Lost in Translation par Jean-Baptiste Pollien

Une histoire d'amour, c'est d'abord une rencontre. Elle n'a pas forcement lieu au même moment pour les deux âmes concernées, elle n'a pas la même intensité ou la même signification non plus. Mais cette rencontre fige dans le temps un moment mémorable.

Synopsis tiré de Wikipédia :
" Bob Harris, acteur américain à la carrière instable a été envoyé à Tōkyō, au Japon afin d'y tourner une publicité pour un whisky de la marque de la compagnie de fabrication et de distribution de boissons alcoolisées japonaise "Suntory". Incapable de s'adapter au décalage horaire et à la situation présente, il s'est retiré du monde extérieur en haut de son hôtel, gratte-ciel dominant la ville. Pendant ce temps, Charlotte, une jeune universitaire venue à Tōkyō afin d'y accompagner son mari, photographe et journaliste de célébrités, pour un gala, s'ennuie et se sent seule. Son désespoir s'achève lorsqu'elle rencontre Bob. C'est alors que tous les deux, liés par le même désespoir, vont se lier d'amitié et commenceront à errer dans Tōkyō, la nuit."
---
# Défi 1
Transcrivez tout le passage du texte sur Lost in Translation, depuis « Lost in Translation » jusqu'à « un moment mémorable. ».
# Défi 2
Poursuivez le texte sur Lost in Translation à partir de l'endroit où il s'arrête, s'il vous plaît.
Les lignes qui suivent proviennent d'une autre source.

Enregistrements issus d'un jeu de données:
---
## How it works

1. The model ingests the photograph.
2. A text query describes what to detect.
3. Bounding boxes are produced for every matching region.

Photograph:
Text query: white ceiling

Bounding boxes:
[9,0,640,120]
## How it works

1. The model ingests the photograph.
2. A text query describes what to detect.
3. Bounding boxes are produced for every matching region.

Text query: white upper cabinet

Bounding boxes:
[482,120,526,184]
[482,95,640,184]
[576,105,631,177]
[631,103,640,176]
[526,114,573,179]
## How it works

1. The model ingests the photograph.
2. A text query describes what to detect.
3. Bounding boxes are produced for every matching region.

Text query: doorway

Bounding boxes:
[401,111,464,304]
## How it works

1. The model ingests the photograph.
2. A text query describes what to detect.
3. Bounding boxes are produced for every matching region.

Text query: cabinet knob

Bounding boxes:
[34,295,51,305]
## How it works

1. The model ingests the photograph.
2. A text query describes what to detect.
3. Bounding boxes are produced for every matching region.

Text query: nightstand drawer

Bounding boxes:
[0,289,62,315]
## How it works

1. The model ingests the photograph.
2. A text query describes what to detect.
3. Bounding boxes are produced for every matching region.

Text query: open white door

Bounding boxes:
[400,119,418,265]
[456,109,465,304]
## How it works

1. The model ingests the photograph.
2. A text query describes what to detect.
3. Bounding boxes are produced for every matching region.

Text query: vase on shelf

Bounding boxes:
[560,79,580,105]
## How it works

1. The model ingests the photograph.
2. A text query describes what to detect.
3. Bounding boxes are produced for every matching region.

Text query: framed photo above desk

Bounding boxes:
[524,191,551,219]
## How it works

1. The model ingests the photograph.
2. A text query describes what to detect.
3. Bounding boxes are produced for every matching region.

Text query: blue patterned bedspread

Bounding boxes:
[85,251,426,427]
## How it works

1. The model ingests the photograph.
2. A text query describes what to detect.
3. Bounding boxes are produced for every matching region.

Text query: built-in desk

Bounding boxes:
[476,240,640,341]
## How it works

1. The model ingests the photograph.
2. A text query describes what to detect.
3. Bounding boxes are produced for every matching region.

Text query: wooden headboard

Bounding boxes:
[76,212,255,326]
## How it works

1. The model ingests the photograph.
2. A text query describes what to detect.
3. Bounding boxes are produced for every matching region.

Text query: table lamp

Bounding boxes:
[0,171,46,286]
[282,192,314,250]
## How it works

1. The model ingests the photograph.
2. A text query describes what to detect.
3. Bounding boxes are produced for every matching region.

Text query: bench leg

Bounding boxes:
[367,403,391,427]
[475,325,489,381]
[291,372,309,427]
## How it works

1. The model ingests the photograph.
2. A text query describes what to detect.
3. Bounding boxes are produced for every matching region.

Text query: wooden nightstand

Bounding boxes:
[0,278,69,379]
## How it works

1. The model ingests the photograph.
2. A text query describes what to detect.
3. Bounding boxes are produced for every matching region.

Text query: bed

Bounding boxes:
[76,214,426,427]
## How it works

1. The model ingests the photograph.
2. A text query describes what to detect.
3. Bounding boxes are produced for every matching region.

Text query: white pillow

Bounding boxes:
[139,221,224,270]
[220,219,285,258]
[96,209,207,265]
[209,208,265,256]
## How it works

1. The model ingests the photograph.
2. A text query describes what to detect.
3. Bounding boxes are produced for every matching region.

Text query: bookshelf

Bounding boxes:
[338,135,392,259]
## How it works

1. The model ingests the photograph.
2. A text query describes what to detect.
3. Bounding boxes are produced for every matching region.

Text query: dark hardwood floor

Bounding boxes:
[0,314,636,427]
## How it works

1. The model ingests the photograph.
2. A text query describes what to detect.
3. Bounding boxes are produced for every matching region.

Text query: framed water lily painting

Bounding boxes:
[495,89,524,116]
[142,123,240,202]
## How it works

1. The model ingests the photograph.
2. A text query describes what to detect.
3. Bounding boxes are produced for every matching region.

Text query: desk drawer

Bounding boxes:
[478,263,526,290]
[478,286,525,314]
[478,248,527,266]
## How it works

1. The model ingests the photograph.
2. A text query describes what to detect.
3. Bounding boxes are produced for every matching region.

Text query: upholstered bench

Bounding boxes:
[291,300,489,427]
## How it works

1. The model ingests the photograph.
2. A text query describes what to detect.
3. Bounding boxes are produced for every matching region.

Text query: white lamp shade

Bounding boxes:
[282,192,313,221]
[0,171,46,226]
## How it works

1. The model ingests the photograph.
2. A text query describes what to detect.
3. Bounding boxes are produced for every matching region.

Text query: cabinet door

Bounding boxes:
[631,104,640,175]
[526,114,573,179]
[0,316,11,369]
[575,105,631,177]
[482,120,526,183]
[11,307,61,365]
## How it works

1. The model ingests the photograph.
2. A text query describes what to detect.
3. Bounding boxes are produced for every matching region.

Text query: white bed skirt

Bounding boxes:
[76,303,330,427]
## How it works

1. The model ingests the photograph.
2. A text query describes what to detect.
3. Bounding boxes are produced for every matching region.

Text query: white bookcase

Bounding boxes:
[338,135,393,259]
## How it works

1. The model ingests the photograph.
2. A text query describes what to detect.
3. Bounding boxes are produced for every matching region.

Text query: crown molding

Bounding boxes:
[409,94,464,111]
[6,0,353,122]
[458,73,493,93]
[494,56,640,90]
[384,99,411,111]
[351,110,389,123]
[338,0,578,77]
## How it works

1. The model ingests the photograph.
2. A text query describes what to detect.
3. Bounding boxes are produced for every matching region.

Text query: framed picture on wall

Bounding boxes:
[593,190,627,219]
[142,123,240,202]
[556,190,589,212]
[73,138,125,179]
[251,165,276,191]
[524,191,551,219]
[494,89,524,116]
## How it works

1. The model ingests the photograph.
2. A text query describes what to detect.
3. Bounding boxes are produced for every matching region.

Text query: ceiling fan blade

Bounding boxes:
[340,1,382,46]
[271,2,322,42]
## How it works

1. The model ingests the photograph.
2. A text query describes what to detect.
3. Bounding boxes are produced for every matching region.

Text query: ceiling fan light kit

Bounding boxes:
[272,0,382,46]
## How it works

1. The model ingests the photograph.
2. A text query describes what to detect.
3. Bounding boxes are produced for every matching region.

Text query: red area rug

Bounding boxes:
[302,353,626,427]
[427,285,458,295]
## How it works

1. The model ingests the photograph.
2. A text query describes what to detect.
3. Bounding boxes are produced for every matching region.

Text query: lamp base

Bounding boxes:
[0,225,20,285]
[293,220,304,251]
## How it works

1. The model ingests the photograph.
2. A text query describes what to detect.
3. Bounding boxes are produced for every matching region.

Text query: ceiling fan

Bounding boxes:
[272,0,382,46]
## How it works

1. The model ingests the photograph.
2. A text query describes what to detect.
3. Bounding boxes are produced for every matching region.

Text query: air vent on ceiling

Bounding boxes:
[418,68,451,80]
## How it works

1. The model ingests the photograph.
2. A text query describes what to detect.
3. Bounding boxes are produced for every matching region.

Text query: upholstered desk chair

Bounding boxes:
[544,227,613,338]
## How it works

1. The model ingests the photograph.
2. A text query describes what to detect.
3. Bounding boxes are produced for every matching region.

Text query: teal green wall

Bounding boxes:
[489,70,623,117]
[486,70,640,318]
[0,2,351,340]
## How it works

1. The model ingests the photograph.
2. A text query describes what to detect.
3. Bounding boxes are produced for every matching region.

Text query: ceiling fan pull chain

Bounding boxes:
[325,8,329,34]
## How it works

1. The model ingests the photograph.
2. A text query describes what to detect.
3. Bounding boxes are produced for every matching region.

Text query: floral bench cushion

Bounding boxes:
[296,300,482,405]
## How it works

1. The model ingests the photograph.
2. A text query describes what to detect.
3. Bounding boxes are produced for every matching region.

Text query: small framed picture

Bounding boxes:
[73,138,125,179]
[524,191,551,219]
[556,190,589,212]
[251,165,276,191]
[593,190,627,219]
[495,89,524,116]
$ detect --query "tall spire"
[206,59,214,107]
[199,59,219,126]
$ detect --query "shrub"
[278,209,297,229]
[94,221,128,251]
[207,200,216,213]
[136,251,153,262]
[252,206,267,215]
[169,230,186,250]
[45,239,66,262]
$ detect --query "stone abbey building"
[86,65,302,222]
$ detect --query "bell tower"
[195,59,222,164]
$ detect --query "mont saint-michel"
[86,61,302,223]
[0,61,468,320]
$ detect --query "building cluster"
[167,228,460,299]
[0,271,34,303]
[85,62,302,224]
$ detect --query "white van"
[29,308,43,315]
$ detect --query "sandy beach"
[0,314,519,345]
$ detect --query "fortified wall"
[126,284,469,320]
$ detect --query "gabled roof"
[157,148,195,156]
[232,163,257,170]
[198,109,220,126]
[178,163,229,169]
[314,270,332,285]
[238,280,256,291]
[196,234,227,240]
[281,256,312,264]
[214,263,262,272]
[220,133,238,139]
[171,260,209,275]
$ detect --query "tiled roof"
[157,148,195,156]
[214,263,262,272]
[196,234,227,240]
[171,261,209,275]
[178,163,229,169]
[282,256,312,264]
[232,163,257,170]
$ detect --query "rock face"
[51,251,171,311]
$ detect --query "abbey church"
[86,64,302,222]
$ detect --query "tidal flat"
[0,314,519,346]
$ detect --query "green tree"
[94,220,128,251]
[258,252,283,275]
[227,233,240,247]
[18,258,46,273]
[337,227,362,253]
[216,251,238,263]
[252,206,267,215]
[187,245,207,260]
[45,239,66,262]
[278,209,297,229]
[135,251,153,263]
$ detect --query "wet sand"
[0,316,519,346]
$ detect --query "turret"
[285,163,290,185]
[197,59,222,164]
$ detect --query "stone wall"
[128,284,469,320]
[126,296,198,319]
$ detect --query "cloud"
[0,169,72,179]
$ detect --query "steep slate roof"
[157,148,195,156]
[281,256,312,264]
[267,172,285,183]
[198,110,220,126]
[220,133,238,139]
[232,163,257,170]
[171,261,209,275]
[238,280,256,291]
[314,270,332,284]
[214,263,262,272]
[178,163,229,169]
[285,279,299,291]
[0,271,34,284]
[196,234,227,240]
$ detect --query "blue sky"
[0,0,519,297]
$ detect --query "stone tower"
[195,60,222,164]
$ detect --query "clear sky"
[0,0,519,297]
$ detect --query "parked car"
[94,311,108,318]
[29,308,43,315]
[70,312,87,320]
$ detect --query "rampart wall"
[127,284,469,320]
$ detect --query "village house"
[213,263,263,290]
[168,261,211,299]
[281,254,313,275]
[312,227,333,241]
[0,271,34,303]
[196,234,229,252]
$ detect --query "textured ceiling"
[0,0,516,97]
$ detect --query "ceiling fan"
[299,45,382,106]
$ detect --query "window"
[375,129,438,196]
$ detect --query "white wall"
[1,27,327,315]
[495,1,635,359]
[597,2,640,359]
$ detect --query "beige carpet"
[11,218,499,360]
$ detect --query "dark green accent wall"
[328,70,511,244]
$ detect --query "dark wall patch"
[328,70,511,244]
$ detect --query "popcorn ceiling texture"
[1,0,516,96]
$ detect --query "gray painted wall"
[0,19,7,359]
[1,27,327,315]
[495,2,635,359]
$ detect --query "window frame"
---
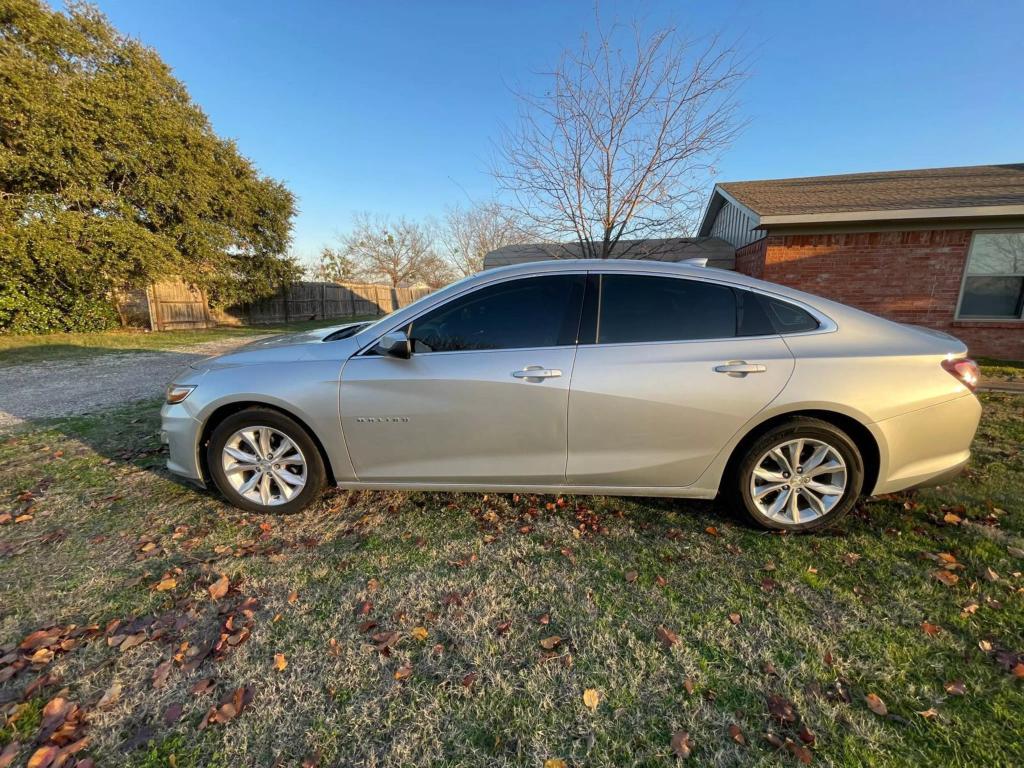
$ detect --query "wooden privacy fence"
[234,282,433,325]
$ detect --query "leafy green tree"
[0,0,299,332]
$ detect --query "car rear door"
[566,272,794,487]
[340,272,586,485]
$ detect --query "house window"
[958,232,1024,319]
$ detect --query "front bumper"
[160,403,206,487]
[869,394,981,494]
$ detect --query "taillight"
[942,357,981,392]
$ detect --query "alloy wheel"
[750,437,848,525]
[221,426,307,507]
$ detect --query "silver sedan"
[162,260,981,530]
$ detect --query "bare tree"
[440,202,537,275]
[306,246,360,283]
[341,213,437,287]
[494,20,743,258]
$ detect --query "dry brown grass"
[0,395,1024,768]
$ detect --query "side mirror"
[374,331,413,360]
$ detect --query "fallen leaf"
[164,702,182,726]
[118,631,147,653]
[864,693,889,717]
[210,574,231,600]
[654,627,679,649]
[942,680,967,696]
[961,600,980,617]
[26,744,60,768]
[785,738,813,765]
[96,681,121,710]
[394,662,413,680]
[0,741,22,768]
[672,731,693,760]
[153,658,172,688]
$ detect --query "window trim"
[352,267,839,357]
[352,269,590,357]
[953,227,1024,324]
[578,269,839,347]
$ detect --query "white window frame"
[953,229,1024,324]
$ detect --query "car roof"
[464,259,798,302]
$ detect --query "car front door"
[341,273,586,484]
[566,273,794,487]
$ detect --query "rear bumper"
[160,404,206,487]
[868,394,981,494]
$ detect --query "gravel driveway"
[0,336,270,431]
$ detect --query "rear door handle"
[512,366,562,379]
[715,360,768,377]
---
# Corrigé de l'exercice 1
Lost in Translation par Jean-Baptiste Pollien

Une histoire d'amour, c'est d'abord une rencontre. Elle n'a pas forcement lieu au même moment pour les deux âmes concernées, elle n'a pas la même intensité ou la même signification non plus. Mais cette rencontre fige dans le temps un moment mémorable.

# Corrigé de l'exercice 2
Lost in Translation est ce moment suspendu de deux vies en transit. Bob Harris, joué par le dandy désabusé Bill Murray, entrevoit la fin de son monde, sa carrière mourant sur les cotes de la publicité pour whisky et son mariage naufrage dont l'unique ciment sont ses enfants. Charlotte, campée par la ravissante Scarlett Johanson, est à l'autre bout du chemin, le coté où tout commence à peine, un mariage récent et précipité et des envies de métier encore un peu floues.

Perdus à tout points de vue, dans leur vie comme dans leur environnement, ces deux égarés vont apprendre à s'apprivoiser au-delà du schisme manifeste de l'âge, du sexe, de la beauté et de l'expérience. Le décor tokyoïte, prétexte pratique à l'esthétisme sophistiqué des néons, ne fait que souligner le paradoxe de ce couple improbable, à la fois si près et si loin.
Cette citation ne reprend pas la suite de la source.